§ **WRITTEN INSTRUCTION 1**: Translate this sentence from the text on Parmigiani's Bugatti watches into Spanish: "The dial on the Révélation is in open-worked graphite and is based on the Veyron grille."
§ **WRITTEN INSTRUCTION 2**: Update the text on Parmigiani's Bugatti watches by rewriting the passage that begins at "The Bugatti watches, on" and stops after "the weedy side.", with "steering wheel" replaced by "handlebars".

The company’s range is particularly impressive. A watch such as the Tonda 1950 (pictured on the left-hand page) is a classically styled piece of such simple design that your eyes struggle to understand why it is so beautiful.
The Bugatti watches, on the other hand, push watch design to new levels both technically and aesthetically. The first one, the Type 370, was described by Parmigiani as “an engine block on the wrist”.
The huge tubular movement was assembled on a horizontal axis rather than lying flat like traditional watches. This allowed for a forward-facing dial so that you could read the time while keeping your hands firmly on the steering wheel. The hand-wound movement came with a driveshaft running right through it and that provided an impressive 10 days of power reserve.
There have been a number of different evolutions of the watch during the intervening decade, including a Super Sport – made to coincide with a version of the Veyron made for customers who thought a thousand horsepower just a little bit on the weedy side.
Parmigiani has celebrated 10 years of making Bugatti watches by unveiling three new anniversary models that build on the original Type 370’s design.
The Bugatti Mythe has an Art Deco dial in rose and white gold that pays tribute to the classic Bugatti Type 57 grille. The power reserve is indicated on the side of the rotating drum, viewed through the large sapphire window on the top of the watch.
The dial on the Révélation is in open-worked graphite and is based on the Veyron grille. This model also has an “engine” cover, a hatch that lifts up to reveal the inner workings.
The Victoire has a petrified wood dial and a blackened white gold case that’s engraved with a V-pattern and diamond-set. The tyre-tread design on the calfskin leather strap makes the watch look unmistakably built for speed.
Each piece is unique and priced in the region of a quarter of a million pounds. So they are by no means the mainstay of what Parmigiani offers, rather a haute horlogerie masterclass of what a world-class watchmaker can do given free rein.
With the Veyron, Bugatti let rip and built a production car that rewrote the rules. Which shows why they chose Parmigiani: these crazy machines are made for each other.

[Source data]
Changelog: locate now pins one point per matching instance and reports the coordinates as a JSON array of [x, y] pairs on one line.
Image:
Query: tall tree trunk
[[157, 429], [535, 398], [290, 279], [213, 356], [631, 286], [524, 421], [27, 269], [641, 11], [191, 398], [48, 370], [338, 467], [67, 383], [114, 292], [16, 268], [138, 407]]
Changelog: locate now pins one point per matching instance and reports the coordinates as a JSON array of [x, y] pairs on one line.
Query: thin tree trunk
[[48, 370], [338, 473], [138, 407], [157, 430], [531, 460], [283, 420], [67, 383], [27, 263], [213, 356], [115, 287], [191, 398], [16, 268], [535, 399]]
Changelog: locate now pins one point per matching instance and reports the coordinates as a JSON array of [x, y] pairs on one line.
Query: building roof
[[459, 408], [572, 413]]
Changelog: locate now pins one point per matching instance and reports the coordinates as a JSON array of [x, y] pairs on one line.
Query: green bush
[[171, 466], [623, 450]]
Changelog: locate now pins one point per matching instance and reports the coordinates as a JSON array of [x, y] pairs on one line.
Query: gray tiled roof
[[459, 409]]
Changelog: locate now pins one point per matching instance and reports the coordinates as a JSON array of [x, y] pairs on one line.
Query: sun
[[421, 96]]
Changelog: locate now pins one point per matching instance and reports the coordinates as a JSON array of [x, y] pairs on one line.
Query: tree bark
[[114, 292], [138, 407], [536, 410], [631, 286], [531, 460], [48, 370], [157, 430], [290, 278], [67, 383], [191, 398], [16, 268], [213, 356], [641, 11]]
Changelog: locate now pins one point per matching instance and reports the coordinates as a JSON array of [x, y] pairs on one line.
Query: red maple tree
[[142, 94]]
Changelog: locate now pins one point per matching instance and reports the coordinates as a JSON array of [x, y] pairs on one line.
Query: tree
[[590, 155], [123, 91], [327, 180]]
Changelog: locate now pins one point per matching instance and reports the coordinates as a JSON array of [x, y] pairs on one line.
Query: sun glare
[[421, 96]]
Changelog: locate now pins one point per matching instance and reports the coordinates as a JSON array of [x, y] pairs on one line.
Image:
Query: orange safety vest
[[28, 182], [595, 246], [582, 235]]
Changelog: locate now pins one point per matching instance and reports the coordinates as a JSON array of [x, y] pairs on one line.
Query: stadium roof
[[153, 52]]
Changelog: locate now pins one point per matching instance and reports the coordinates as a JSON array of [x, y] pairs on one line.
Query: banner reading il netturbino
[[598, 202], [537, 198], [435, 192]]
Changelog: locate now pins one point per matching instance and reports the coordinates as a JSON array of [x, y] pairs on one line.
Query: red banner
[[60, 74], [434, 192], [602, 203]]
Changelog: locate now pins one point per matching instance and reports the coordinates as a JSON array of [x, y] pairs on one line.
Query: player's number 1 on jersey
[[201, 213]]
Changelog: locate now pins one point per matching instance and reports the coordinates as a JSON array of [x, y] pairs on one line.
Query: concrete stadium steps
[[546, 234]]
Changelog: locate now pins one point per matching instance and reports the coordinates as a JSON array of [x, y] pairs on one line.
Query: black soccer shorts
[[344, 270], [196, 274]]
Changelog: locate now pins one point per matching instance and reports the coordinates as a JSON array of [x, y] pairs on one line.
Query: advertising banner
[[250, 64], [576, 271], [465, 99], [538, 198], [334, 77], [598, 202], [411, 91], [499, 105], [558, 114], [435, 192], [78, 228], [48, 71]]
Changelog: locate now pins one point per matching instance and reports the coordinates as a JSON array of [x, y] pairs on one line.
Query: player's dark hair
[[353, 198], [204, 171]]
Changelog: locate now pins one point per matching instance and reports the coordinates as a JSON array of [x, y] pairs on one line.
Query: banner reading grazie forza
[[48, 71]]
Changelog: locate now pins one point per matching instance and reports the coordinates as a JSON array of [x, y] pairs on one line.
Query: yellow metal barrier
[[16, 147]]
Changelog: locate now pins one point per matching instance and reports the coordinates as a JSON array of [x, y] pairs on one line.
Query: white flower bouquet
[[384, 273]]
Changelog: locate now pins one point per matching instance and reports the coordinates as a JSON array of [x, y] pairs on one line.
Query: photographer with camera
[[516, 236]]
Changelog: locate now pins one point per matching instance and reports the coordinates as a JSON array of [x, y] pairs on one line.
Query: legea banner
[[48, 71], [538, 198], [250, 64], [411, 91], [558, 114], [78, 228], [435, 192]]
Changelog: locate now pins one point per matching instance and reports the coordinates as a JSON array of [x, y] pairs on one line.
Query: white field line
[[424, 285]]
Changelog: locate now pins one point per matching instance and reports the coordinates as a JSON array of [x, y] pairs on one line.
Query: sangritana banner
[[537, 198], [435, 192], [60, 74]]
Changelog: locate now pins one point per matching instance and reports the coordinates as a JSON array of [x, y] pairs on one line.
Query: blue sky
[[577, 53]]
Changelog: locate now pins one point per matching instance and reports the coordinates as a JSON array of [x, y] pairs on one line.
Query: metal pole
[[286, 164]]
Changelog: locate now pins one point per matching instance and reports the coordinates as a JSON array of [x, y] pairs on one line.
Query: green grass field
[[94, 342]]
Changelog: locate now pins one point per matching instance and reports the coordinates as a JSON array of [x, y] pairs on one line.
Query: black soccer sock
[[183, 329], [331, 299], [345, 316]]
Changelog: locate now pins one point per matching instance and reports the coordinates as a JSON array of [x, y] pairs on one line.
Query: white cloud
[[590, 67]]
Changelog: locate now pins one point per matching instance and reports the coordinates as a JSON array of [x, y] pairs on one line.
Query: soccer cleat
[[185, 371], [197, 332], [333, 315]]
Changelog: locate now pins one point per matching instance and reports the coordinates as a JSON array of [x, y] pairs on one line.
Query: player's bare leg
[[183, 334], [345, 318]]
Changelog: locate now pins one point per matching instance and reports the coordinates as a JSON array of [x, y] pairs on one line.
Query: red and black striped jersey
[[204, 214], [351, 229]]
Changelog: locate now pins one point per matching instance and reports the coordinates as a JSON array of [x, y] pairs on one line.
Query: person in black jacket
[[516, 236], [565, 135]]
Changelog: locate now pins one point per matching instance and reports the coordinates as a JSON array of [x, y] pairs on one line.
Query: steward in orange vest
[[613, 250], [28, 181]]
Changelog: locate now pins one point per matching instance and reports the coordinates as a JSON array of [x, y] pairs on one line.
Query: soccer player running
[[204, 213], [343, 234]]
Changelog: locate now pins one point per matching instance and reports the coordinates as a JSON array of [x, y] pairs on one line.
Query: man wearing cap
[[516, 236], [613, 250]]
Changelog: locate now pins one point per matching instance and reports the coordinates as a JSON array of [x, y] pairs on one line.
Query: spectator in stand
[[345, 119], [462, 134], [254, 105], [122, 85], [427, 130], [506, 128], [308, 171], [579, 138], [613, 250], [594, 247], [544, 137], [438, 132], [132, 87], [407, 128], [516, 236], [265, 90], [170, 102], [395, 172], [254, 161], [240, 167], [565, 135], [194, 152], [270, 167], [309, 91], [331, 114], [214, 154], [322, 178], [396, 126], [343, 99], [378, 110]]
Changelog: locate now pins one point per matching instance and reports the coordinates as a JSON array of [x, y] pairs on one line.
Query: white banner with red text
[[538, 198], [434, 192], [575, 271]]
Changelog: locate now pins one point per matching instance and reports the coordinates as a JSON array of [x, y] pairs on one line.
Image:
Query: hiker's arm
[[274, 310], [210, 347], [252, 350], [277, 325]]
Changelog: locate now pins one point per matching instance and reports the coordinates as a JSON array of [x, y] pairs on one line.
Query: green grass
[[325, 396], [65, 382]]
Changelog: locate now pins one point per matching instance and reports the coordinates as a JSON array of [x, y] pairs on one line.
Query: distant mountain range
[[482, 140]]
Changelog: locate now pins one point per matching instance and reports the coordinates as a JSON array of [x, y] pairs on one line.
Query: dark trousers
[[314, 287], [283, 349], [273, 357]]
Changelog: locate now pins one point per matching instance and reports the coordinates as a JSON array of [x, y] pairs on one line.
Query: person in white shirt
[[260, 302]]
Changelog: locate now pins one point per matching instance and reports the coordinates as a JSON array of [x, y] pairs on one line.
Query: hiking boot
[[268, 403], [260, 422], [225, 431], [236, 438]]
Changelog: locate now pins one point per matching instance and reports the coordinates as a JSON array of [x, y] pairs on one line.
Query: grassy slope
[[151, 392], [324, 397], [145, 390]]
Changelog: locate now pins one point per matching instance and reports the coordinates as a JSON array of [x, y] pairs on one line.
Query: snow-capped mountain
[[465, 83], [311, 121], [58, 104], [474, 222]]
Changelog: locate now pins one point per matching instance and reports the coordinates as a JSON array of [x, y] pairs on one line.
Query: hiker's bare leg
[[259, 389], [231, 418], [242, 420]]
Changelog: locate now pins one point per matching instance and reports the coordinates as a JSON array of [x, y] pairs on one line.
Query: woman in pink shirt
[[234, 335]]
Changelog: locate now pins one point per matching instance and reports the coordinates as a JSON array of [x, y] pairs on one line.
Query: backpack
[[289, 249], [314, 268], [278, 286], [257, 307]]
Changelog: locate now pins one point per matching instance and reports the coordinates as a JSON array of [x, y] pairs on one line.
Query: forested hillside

§ **EXERCISE OUTPUT 1**: La esfera del Révélation es de grafito calado y está basada en la parrilla del Veyron.

§ **EXERCISE OUTPUT 2**:
The Bugatti watches, on the other hand, push watch design to new levels both technically and aesthetically. The first one, the Type 370, was described by Parmigiani as “an engine block on the wrist”.
The huge tubular movement was assembled on a horizontal axis rather than lying flat like traditional watches. This allowed for a forward-facing dial so that you could read the time while keeping your hands firmly on the handlebars. The hand-wound movement came with a driveshaft running right through it and that provided an impressive 10 days of power reserve.
There have been a number of different evolutions of the watch during the intervening decade, including a Super Sport – made to coincide with a version of the Veyron made for customers who thought a thousand horsepower just a little bit on the weedy side.